Goals =>
[A] Answer these three questions about the post on hate crimes laws, marking each answer as its question is marked:
(i) What date appears at the top?
(ii) What other name does the post give for hate crimes?
(iii) According to the writer, what are all crimes based in?
[B] From the post on hate crimes laws, print the passage that opens with the words containing "Hate crime can" and closes with "more than others.".
[C] In the post on hate crimes laws, turn the paragraph beginning "Hate crime can take many forms" into a short list of the forms it names.

Given passage =>
◇ ◇ ◇ ◇

Friday, January 30, 2009

Do We Really need Hate Crimes laws

Do we really need this law? Does this law make us more of a victim?

Hate crimes (also known as bias motivated crimes) occur when a perpetrator targets a victim because of his or her membership in a certain social group, usually defined by racial group, religion, sexual orientation, disability, ethnicity, nationality, age, gender, gender identity, or political affiliation.

Hate crime can take many forms. Incidents may involve physical assault, damage to property, bullying, harassment, verbal abuse or insults, or offensive graffiti or letters.

I firmly believe that all crimes are base in hate, so why do we really need this law, I believe that we don’t. This type of law makes us more of a victim then we really are. By asking for and pushing for a passage of a law of this type we are telling others that we are weak that we need to be protect more than others.

◇ ◇ ◇ ◇

Given data =>
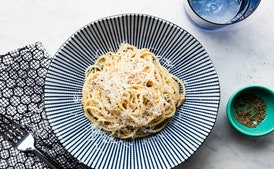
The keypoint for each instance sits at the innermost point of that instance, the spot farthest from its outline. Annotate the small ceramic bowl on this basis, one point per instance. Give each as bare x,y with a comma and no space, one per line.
265,126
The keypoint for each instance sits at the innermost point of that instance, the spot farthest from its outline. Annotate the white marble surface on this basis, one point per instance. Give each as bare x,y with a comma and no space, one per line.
242,54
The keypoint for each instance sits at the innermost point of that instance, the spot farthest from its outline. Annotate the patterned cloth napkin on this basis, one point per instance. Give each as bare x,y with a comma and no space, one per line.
22,78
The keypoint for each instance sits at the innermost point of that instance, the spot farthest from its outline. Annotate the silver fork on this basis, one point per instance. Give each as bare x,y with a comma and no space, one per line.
19,137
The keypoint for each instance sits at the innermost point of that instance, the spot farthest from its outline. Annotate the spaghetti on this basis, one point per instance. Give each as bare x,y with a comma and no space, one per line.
129,94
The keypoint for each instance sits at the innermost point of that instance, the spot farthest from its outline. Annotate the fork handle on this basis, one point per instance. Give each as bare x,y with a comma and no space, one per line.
49,162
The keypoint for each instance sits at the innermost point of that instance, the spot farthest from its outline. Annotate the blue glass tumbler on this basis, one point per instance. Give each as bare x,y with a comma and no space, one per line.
214,14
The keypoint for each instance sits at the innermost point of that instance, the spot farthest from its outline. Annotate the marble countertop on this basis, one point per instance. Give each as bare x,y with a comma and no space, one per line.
242,54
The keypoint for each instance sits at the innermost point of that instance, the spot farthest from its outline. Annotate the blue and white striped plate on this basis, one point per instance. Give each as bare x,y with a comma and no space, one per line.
179,51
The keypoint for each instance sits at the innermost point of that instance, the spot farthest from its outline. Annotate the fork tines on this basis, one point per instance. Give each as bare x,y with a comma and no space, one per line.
10,130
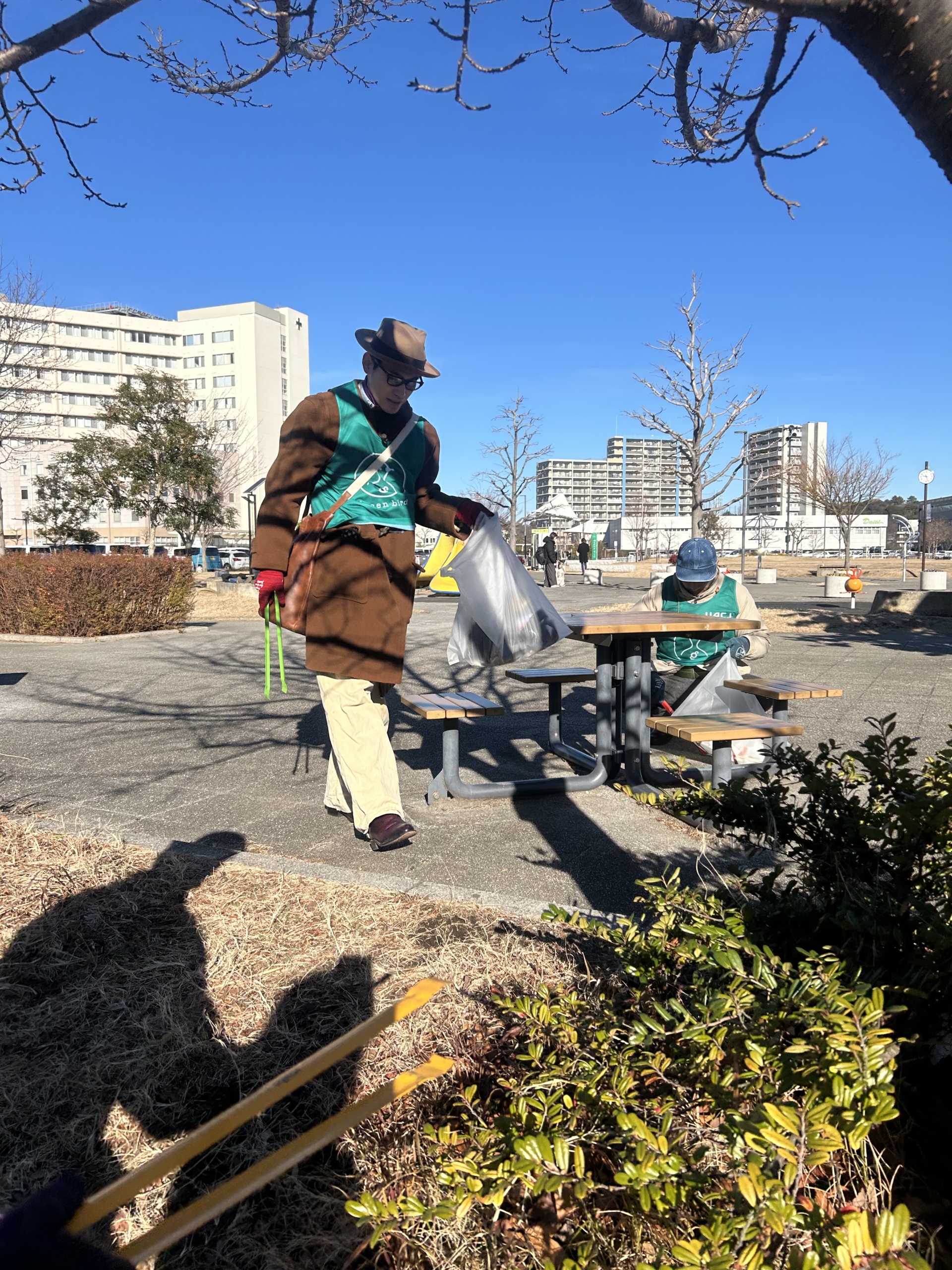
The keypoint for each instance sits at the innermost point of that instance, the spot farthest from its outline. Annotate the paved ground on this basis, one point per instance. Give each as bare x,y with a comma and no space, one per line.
168,737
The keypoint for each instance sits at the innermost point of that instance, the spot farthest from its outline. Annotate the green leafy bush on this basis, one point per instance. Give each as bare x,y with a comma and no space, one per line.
80,593
694,1100
864,855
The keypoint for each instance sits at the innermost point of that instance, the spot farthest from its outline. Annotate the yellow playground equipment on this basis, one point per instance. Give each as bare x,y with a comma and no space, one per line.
446,550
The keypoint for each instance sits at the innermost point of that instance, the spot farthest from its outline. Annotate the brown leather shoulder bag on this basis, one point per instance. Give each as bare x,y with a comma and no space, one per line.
309,532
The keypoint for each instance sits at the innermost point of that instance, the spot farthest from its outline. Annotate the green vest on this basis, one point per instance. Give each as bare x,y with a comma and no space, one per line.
688,651
388,498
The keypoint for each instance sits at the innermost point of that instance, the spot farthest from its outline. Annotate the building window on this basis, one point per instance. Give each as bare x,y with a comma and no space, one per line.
149,337
87,332
85,378
87,355
168,364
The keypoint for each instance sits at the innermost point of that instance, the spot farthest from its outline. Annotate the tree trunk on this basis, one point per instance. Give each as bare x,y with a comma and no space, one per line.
513,509
907,48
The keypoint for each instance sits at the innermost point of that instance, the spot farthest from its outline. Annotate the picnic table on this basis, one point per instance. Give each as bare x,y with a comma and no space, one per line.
624,693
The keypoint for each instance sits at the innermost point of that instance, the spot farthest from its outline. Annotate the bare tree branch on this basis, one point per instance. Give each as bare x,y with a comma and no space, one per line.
92,16
513,470
456,88
844,482
709,409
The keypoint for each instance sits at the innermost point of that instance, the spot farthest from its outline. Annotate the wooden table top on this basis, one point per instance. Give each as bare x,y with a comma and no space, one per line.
653,624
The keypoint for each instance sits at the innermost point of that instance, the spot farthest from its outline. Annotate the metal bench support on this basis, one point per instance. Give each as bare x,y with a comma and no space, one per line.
447,783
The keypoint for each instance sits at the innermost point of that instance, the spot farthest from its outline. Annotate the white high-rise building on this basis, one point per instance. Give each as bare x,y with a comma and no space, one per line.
774,456
245,365
643,472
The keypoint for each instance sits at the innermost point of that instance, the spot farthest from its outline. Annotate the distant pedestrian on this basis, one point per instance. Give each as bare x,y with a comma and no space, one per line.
550,561
584,553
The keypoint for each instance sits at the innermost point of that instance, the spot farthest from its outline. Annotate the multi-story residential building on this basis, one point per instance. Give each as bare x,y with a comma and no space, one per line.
774,457
643,472
653,483
245,366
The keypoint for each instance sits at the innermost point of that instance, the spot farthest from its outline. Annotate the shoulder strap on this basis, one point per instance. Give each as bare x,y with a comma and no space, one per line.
371,470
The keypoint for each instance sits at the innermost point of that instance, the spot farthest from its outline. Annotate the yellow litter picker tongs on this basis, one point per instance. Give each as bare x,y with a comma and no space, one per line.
225,1197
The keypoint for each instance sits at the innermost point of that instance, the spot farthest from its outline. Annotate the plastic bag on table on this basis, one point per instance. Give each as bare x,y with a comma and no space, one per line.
502,615
710,697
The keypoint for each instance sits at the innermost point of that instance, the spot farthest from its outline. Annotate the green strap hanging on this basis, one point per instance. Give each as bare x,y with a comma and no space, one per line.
268,649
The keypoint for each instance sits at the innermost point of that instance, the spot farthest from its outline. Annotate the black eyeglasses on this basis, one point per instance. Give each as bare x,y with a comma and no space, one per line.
395,381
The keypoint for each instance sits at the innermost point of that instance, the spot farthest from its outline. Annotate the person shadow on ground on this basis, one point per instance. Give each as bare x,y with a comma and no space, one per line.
105,1015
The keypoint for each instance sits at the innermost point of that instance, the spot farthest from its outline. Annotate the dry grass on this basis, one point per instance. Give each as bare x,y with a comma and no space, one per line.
846,622
144,994
210,606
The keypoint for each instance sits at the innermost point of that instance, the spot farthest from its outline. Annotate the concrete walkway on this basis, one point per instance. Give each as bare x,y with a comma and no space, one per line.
169,738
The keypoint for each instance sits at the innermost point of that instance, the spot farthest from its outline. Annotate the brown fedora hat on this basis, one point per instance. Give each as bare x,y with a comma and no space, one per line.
400,343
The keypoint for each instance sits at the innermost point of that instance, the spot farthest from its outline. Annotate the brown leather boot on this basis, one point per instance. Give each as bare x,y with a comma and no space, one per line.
388,832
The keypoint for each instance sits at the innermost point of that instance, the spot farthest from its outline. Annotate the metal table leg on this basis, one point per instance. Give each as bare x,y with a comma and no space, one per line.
721,763
447,783
577,758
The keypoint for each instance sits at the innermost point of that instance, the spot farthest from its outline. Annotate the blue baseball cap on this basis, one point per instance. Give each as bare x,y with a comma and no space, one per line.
697,561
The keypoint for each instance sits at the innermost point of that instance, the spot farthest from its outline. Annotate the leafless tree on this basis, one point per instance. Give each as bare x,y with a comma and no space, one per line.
844,482
711,117
515,461
708,409
27,361
642,522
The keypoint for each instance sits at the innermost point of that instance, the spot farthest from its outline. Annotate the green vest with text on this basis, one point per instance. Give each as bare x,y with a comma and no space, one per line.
688,651
390,496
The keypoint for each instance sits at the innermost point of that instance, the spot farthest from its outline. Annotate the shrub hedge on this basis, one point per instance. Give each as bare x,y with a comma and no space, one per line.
80,593
695,1103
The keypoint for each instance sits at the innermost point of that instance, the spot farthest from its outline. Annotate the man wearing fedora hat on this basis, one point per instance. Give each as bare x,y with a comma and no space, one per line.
365,570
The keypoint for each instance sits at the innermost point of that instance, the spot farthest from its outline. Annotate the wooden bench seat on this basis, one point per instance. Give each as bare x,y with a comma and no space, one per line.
563,675
720,731
451,705
733,727
781,690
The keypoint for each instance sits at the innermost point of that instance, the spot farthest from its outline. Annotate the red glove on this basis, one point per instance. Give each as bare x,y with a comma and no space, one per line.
468,513
268,583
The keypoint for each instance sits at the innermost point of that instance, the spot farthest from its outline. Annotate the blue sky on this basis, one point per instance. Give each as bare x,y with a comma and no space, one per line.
536,242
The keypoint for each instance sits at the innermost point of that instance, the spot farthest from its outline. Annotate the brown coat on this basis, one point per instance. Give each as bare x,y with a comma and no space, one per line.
363,584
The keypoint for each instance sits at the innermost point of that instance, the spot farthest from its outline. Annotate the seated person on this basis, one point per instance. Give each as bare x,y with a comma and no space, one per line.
697,586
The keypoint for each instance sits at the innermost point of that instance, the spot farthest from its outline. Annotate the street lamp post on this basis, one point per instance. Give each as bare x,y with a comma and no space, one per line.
927,477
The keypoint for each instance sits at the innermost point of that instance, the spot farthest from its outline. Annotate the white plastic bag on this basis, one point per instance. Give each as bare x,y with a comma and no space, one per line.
502,615
710,697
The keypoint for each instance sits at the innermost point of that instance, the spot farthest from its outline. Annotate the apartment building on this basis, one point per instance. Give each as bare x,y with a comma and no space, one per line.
639,472
774,456
245,366
653,483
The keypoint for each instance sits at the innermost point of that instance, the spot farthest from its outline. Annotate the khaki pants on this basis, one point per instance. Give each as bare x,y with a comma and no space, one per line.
362,779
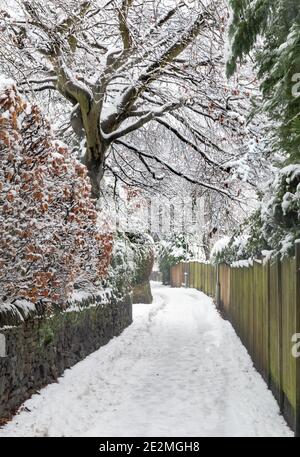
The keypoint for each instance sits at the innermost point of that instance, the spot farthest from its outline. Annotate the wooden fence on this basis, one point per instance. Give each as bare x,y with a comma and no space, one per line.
262,302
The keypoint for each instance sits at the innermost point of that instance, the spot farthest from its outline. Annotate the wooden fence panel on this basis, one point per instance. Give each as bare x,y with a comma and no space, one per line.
275,330
289,328
224,281
263,304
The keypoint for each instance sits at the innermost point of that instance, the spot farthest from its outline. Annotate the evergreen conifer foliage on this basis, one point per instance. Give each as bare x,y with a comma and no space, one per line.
271,29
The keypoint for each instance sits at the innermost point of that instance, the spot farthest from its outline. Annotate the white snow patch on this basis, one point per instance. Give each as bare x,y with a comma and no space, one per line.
178,370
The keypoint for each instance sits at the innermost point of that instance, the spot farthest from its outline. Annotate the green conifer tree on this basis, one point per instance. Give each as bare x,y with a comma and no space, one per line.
270,31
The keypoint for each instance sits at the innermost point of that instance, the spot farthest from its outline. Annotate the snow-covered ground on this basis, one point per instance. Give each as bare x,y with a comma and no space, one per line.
178,370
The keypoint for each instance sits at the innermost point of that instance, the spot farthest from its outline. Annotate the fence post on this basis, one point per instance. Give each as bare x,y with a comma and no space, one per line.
297,421
218,286
280,338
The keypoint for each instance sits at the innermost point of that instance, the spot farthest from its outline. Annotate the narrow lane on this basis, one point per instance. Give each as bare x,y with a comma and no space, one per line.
178,370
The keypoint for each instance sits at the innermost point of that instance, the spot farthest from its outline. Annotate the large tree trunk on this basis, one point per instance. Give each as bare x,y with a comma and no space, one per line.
88,125
94,161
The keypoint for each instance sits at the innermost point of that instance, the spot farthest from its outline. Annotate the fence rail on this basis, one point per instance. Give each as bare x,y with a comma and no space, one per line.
262,302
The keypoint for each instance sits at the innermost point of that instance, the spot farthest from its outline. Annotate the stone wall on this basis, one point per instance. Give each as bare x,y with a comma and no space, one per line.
41,348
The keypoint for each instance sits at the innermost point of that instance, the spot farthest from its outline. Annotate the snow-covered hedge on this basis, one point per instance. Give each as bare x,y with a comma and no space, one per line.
273,229
132,261
51,236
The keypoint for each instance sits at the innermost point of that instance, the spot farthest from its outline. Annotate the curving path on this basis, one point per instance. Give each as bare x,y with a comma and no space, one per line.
178,370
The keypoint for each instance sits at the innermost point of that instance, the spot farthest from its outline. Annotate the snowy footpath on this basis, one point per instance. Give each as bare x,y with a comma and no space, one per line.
178,370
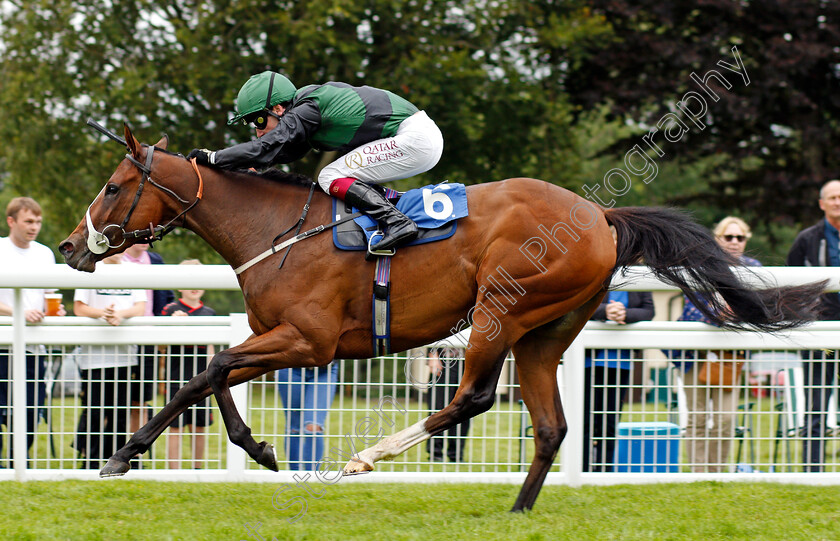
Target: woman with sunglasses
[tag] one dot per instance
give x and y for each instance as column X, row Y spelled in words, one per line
column 378, row 135
column 712, row 405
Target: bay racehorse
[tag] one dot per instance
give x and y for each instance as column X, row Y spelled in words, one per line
column 526, row 269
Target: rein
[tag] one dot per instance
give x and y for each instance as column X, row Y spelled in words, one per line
column 297, row 238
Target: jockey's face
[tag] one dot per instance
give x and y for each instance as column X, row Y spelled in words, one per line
column 272, row 121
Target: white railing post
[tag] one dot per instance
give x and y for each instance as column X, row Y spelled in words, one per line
column 236, row 456
column 573, row 382
column 18, row 374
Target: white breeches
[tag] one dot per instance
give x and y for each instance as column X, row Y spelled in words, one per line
column 415, row 149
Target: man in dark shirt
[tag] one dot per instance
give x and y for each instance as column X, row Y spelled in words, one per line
column 819, row 245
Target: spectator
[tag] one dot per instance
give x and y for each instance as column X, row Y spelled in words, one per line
column 20, row 250
column 307, row 395
column 817, row 246
column 106, row 372
column 184, row 363
column 143, row 373
column 713, row 406
column 447, row 366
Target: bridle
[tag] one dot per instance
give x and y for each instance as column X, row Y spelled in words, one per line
column 98, row 242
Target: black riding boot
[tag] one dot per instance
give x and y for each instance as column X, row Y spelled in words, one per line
column 399, row 229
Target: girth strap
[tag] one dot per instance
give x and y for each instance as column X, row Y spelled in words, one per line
column 382, row 307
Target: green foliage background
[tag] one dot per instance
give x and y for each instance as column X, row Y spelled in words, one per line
column 553, row 90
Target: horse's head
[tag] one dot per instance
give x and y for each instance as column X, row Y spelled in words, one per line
column 121, row 211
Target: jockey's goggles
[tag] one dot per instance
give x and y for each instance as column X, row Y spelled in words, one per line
column 259, row 120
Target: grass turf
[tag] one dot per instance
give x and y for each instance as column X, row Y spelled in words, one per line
column 173, row 511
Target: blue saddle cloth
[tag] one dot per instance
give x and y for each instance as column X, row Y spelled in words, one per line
column 433, row 208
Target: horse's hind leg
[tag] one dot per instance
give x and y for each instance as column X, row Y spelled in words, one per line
column 281, row 347
column 476, row 394
column 194, row 391
column 537, row 355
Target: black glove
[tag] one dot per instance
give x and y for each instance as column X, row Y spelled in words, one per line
column 202, row 156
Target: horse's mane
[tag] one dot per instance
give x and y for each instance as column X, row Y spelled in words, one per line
column 277, row 175
column 273, row 174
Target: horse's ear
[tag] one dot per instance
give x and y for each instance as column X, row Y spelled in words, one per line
column 163, row 143
column 130, row 141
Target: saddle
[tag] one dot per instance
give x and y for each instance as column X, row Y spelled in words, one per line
column 433, row 208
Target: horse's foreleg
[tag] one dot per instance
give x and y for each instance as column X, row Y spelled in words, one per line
column 194, row 391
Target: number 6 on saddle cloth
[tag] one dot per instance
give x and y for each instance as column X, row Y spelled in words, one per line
column 433, row 208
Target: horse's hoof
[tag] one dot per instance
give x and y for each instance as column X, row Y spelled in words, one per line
column 356, row 467
column 114, row 468
column 267, row 457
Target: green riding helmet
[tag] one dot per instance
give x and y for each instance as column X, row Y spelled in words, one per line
column 262, row 91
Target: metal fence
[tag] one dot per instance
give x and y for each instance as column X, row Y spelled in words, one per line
column 658, row 437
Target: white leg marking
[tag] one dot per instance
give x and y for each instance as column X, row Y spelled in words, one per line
column 388, row 448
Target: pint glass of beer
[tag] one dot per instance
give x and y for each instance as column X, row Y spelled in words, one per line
column 53, row 303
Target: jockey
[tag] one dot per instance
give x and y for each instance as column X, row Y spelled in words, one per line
column 379, row 135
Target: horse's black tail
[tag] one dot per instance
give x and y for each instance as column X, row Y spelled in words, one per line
column 682, row 253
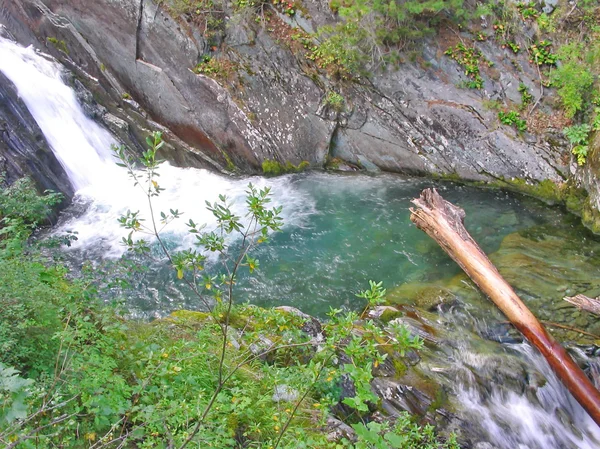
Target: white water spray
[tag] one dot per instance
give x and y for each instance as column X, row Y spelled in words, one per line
column 549, row 417
column 510, row 420
column 84, row 150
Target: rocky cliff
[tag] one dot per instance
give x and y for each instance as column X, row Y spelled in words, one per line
column 272, row 103
column 24, row 150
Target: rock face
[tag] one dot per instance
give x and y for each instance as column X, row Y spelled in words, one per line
column 24, row 150
column 271, row 104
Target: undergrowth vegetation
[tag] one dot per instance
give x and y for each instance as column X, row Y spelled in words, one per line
column 561, row 44
column 76, row 373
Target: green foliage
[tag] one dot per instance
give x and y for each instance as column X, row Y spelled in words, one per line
column 372, row 32
column 526, row 97
column 512, row 118
column 275, row 168
column 403, row 435
column 230, row 376
column 541, row 54
column 469, row 58
column 13, row 395
column 58, row 44
column 573, row 79
column 578, row 136
column 335, row 101
column 20, row 204
column 527, row 10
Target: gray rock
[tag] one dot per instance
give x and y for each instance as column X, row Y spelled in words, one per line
column 284, row 393
column 412, row 120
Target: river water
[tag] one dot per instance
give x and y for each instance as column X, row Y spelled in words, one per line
column 342, row 230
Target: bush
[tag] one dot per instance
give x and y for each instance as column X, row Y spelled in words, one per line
column 578, row 136
column 230, row 376
column 513, row 118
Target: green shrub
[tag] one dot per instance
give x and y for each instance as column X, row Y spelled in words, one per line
column 512, row 118
column 230, row 376
column 578, row 136
column 573, row 78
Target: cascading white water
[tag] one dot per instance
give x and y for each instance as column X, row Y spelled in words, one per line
column 84, row 150
column 547, row 418
column 81, row 146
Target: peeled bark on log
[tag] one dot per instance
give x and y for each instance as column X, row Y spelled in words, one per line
column 443, row 222
column 586, row 303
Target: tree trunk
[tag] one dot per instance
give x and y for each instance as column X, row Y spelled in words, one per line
column 443, row 222
column 586, row 303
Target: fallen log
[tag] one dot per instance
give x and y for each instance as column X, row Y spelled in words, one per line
column 443, row 222
column 586, row 303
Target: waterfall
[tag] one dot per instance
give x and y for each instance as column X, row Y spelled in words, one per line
column 104, row 192
column 80, row 144
column 103, row 189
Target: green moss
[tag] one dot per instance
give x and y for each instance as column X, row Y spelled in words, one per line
column 547, row 190
column 399, row 366
column 230, row 167
column 275, row 168
column 188, row 315
column 58, row 44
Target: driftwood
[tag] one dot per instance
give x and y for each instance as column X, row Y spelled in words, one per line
column 586, row 303
column 443, row 222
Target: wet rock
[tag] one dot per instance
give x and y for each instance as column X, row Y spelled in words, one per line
column 336, row 430
column 413, row 119
column 24, row 150
column 397, row 398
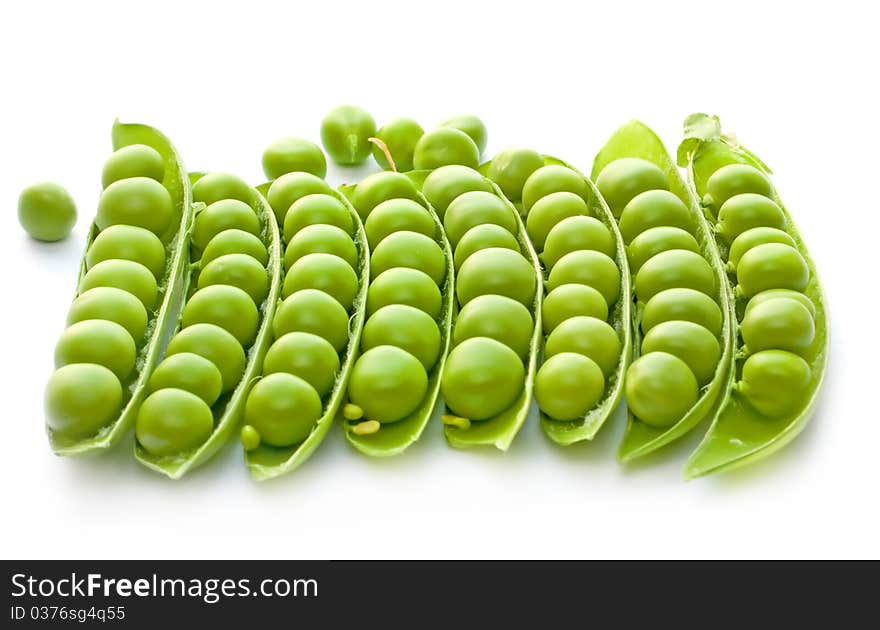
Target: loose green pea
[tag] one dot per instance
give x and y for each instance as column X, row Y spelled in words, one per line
column 292, row 155
column 623, row 179
column 659, row 389
column 135, row 160
column 482, row 378
column 81, row 399
column 568, row 385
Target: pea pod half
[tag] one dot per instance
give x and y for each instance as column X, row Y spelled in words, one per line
column 87, row 409
column 776, row 390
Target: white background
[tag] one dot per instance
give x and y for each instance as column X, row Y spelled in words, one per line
column 797, row 82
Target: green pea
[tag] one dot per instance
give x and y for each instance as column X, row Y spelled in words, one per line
column 135, row 160
column 305, row 355
column 403, row 285
column 81, row 399
column 735, row 179
column 571, row 300
column 287, row 189
column 482, row 378
column 674, row 268
column 588, row 267
column 345, row 133
column 312, row 311
column 230, row 308
column 226, row 214
column 476, row 208
column 190, row 372
column 215, row 344
column 550, row 179
column 405, row 327
column 97, row 341
column 499, row 318
column 683, row 304
column 126, row 275
column 235, row 242
column 172, row 421
column 659, row 389
column 387, row 383
column 127, row 242
column 690, row 342
column 444, row 146
column 654, row 208
column 659, row 239
column 623, row 179
column 568, row 385
column 292, row 155
column 111, row 304
column 399, row 136
column 448, row 182
column 321, row 239
column 397, row 215
column 511, row 167
column 771, row 266
column 237, row 270
column 774, row 382
column 498, row 271
column 46, row 211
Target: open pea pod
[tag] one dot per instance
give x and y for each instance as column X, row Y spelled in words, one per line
column 176, row 240
column 636, row 140
column 739, row 434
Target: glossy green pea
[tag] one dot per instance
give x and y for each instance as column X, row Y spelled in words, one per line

◇ ◇ ◇ ◇

Expected results =>
[A]
(i) Friday, January 30, 2009
(ii) Bias motivated crimes
(iii) Hate

[B]
Hate crime can take many forms. Incidents may involve physical assault, damage to property, bullying, harassment, verbal abuse or insults, or offensive graffiti or letters.

I firmly believe that all crimes are base in hate, so why do we really need this law, I believe that we don’t. This type of law makes us more of a victim then we really are. By asking for and pushing for a passage of a law of this type we are telling others that we are weak that we need to be protect more than others.

[C]
Forms hate crime can take:
- Physical assault
- Damage to property
- Bullying
- Harassment
- Verbal abuse or insults
- Offensive graffiti or letters